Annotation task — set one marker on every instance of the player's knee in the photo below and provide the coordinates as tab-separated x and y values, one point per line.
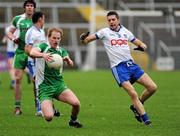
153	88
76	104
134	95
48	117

Exercise directions: The entries above should be reproduced exactly, without their pictures.

Task response:
Annotation task — set one marker on every instance of the player's knee in the photo below and provide the coordinates as tab-separated x and y values, one point per line.
153	88
76	104
134	95
48	117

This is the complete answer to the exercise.